▶ _What is expected_
Quote the lines of the listing below exactly, starting at the line that contains "Reviewer note: every instance of the building" and ending at the last line of the listing.

[Data records]
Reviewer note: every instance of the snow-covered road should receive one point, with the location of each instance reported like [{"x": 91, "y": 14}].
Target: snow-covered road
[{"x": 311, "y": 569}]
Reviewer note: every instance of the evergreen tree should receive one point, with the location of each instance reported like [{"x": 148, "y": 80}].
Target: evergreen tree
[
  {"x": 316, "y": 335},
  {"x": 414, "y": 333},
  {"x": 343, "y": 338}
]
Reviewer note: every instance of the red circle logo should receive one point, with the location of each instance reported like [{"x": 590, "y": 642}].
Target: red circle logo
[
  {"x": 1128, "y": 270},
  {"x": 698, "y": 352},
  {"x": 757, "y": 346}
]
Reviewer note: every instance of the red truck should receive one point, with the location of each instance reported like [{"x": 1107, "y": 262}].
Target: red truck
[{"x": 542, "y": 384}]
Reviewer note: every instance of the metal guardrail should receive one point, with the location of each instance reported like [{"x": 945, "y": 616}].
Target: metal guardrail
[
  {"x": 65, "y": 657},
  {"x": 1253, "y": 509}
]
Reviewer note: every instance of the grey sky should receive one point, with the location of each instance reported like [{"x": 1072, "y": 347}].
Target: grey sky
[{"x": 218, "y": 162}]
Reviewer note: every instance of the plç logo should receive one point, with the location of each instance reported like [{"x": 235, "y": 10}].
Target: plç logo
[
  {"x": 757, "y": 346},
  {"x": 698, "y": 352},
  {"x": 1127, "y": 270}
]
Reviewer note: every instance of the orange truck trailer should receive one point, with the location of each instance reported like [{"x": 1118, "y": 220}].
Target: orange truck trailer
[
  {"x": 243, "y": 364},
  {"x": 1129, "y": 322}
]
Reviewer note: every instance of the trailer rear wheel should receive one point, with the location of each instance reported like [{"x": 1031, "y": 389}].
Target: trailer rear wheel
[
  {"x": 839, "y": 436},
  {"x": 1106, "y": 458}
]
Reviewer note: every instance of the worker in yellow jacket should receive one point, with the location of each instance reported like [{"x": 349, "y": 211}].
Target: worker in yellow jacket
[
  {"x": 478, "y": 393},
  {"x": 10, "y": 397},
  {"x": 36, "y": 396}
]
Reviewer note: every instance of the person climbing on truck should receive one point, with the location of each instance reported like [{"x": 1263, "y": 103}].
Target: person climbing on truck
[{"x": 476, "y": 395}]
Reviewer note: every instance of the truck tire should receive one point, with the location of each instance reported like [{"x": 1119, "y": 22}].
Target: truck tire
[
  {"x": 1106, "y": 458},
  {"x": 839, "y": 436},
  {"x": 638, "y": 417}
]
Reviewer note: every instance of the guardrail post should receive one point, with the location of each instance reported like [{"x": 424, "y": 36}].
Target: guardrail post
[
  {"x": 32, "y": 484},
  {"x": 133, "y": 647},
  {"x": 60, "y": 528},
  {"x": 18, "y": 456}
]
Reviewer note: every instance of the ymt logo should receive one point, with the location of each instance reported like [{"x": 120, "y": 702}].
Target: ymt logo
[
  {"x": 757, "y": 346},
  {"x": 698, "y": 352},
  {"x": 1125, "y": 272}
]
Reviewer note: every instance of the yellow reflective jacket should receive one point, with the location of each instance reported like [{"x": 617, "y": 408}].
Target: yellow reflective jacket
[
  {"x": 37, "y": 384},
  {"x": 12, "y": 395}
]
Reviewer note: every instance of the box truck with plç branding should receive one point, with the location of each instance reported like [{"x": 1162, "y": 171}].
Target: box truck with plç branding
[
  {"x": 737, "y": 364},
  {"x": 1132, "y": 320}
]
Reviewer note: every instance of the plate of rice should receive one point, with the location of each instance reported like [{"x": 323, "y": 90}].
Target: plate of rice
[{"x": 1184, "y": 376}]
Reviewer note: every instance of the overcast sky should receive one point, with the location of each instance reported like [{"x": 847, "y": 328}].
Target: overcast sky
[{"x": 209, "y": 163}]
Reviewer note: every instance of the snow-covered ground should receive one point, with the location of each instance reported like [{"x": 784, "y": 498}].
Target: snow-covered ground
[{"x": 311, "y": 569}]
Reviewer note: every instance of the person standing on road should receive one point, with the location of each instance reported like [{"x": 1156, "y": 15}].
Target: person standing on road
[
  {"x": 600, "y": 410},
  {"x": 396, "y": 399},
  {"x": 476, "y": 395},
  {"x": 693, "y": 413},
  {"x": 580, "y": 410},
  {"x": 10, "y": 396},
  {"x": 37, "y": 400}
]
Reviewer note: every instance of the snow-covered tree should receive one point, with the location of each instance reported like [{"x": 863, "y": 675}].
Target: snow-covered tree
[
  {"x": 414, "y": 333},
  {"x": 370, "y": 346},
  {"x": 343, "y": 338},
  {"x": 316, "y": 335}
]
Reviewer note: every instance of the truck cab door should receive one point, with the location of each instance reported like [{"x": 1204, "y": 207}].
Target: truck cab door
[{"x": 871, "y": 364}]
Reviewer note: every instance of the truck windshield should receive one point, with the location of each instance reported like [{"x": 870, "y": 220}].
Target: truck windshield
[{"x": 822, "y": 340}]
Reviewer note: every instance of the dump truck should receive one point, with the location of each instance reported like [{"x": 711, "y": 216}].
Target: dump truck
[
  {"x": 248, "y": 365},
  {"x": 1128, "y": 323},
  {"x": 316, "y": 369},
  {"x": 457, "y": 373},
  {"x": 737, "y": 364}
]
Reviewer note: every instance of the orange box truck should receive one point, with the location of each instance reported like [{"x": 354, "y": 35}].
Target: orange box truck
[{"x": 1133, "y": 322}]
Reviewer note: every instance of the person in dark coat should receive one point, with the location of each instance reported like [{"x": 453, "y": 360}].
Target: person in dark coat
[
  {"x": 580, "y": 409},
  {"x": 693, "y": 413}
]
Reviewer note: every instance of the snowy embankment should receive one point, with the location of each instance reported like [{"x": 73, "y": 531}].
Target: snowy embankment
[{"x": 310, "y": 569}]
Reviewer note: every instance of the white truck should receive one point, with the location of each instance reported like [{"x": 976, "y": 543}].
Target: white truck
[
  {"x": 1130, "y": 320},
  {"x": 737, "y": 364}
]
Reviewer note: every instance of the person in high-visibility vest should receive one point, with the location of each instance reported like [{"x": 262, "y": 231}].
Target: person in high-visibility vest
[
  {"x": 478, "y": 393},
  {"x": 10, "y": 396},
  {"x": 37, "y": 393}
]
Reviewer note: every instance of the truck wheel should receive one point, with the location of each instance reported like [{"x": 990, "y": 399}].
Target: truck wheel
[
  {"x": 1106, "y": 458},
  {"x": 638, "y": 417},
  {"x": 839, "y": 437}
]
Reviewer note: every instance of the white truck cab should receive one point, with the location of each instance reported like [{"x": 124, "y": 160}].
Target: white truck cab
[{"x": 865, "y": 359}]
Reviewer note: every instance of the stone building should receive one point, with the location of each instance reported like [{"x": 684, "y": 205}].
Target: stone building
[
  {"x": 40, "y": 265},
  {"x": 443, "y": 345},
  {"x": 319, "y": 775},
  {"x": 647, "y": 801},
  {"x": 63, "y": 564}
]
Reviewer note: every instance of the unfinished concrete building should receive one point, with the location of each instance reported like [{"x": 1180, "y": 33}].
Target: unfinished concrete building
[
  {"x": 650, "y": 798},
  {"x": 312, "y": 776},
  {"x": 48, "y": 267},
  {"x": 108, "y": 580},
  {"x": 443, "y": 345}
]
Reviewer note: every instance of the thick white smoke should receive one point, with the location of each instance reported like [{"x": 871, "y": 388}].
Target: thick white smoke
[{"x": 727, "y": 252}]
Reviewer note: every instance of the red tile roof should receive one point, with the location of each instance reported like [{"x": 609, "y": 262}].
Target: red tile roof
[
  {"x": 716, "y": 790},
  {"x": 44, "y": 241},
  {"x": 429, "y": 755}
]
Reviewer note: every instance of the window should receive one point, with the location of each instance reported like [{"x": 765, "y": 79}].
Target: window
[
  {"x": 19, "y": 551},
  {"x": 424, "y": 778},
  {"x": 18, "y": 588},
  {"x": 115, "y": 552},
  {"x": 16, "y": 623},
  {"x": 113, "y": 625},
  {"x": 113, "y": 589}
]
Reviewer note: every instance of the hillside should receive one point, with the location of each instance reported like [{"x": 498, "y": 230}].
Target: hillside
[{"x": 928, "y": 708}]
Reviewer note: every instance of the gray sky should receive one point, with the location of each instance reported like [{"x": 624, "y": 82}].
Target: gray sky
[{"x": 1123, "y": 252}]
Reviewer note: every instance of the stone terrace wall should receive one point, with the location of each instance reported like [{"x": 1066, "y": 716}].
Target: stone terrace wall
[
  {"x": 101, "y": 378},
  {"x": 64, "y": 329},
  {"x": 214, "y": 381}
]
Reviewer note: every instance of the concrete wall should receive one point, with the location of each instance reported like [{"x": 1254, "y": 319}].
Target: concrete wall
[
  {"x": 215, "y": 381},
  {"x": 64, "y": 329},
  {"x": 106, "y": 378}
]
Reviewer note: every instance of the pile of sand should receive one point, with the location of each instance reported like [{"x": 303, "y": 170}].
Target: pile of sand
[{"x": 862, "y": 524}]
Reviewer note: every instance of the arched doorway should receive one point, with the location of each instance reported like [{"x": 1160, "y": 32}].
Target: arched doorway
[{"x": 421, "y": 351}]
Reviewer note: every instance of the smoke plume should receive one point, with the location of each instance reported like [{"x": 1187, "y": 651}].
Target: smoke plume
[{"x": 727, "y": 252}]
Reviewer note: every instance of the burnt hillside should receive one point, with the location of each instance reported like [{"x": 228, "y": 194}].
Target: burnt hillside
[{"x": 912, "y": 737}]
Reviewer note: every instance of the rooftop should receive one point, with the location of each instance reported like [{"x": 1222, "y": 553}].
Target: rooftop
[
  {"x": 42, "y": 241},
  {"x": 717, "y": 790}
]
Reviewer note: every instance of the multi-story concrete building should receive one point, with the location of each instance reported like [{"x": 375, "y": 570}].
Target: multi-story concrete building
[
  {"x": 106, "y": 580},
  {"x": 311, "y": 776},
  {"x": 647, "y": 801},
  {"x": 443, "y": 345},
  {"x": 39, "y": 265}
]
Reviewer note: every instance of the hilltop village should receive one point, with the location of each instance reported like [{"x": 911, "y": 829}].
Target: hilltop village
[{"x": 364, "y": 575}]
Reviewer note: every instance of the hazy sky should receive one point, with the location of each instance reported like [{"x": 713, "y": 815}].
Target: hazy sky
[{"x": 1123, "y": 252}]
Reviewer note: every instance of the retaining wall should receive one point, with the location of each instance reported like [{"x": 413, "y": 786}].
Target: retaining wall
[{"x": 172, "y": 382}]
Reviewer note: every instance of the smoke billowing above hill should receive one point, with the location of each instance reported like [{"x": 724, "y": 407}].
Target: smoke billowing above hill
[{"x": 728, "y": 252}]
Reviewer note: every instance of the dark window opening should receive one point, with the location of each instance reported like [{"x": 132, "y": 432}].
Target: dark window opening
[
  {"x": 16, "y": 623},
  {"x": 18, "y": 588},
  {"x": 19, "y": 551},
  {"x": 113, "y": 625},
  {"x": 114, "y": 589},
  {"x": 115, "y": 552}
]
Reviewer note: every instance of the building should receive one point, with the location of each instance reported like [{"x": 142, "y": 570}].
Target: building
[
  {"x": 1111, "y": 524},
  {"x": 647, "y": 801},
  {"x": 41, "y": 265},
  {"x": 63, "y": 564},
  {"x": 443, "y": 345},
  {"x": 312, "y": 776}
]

▶ _Written solution_
Reviewer note: every instance of the building should receive one point, with the location of each instance reported like [{"x": 142, "y": 570}].
Target: building
[
  {"x": 1111, "y": 524},
  {"x": 647, "y": 801},
  {"x": 41, "y": 265},
  {"x": 63, "y": 564},
  {"x": 443, "y": 345},
  {"x": 312, "y": 776}
]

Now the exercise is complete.